> _AIM OF THE TASK_
Could you rewrite all of the material below as a numbered list, skipping any blank lines and leaving the pictures out?

★ ★ ★ ★ ★ ★ ★

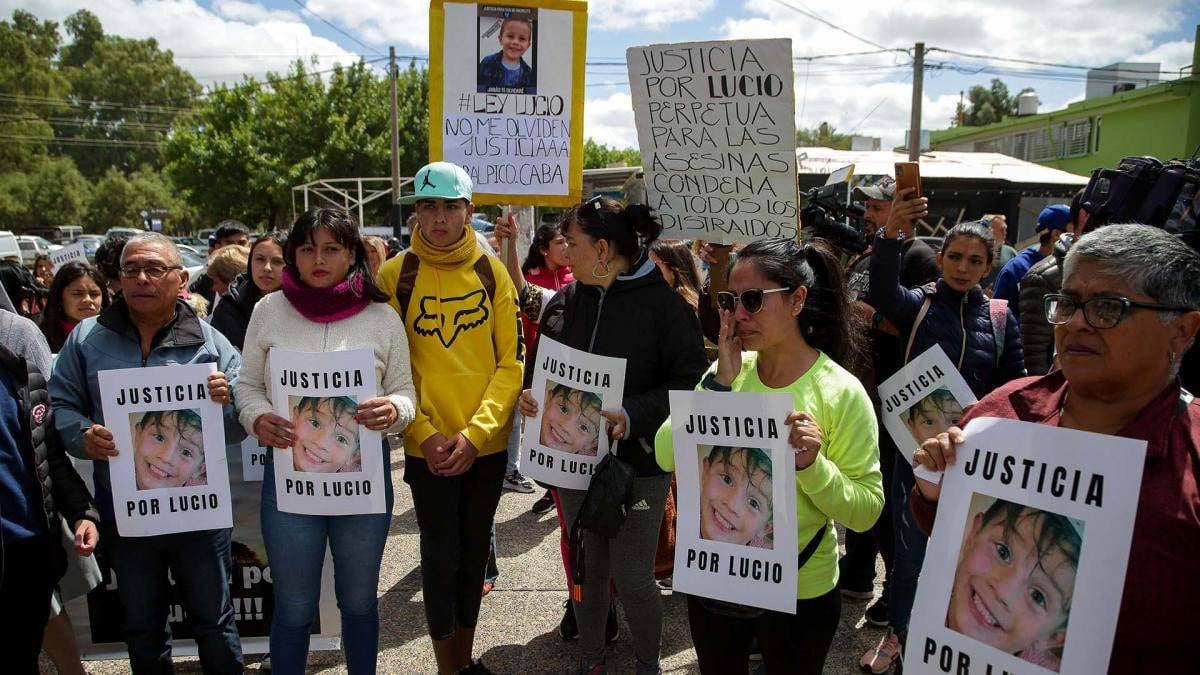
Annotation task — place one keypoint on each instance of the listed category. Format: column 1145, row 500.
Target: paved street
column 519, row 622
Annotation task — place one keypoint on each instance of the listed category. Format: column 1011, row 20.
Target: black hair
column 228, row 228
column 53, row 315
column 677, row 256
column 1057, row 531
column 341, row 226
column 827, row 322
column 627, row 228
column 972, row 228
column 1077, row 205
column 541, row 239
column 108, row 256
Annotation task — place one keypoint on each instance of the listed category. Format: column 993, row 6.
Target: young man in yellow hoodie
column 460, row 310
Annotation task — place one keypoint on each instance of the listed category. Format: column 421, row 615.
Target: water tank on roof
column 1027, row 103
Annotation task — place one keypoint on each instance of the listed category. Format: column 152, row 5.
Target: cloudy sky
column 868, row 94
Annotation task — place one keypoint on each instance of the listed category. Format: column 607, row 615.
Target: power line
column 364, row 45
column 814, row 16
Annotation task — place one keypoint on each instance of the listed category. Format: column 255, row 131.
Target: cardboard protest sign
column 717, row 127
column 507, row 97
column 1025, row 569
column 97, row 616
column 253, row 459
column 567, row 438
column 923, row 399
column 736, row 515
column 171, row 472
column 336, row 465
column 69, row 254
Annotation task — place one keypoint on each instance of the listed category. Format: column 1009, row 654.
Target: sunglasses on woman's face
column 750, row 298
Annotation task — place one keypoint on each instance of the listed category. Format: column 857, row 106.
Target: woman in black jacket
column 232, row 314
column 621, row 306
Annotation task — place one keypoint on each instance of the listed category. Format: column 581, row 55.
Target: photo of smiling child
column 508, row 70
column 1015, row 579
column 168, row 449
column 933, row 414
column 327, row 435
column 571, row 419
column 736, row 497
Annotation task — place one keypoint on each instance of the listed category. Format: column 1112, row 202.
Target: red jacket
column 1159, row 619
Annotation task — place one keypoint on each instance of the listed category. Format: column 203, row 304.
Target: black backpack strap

★ ★ ★ ★ ★ ★ ★

> _TASK RESULT_
1. Annotation task — place one keypoint on each instance of the listed category. Format: column 1145, row 500.
2. Target: paved street
3. column 519, row 622
4. Annotation task — place one keypoint on each instance of the listed category. Format: column 1011, row 20.
5. Target: black hair
6. column 228, row 228
7. column 53, row 315
8. column 677, row 256
9. column 1057, row 531
10. column 341, row 226
11. column 827, row 322
12. column 627, row 228
13. column 972, row 228
14. column 1077, row 205
15. column 541, row 239
16. column 108, row 256
17. Annotation task — place one keypoint on each instance of the listed category. Format: column 993, row 6.
18. Target: young man in yellow hoodie
19. column 460, row 310
20. Annotation task — place one keypoint on each instance of the listed category. Format: column 421, row 615.
21. Target: water tank on roof
22. column 1027, row 103
23. Annotation task — place one keypoint on each instance of the listed category. Format: column 152, row 5.
24. Target: cloudy sky
25. column 868, row 94
26. Annotation task — place one keypoint on each instance of the listed category. Format: column 607, row 615.
27. Target: power line
28. column 364, row 45
29. column 814, row 16
30. Annotation task — place one keypoint on each instance of the listed category. Format: column 255, row 131.
31. Target: cardboard protest sign
32. column 717, row 127
33. column 507, row 97
34. column 1025, row 569
35. column 97, row 616
36. column 253, row 459
37. column 567, row 438
38. column 923, row 399
39. column 736, row 515
40. column 171, row 472
41. column 336, row 465
42. column 69, row 254
43. Annotation task — place one keypoint on each instance of the listed category. Format: column 1009, row 654.
44. Target: sunglasses on woman's face
45. column 750, row 298
46. Annotation task — place one keypoint on each instance of the listed category. Format: column 857, row 106.
47. Target: woman in black jacket
48. column 232, row 314
49. column 621, row 306
50. Annotation task — place one keypoint on each instance of the listed category. Format: column 581, row 55.
51. Target: photo of smiling child
52. column 508, row 70
53. column 1015, row 579
54. column 168, row 449
55. column 933, row 414
56. column 327, row 435
57. column 571, row 419
58. column 736, row 497
59. Annotation task — place one keypoint on each instance of the listed category. Format: column 1112, row 202.
60. Target: red jacket
61. column 1159, row 619
62. Annotation task — place one keypoint on each instance of the listed category. Format: column 203, row 304.
63. Target: black backpack strap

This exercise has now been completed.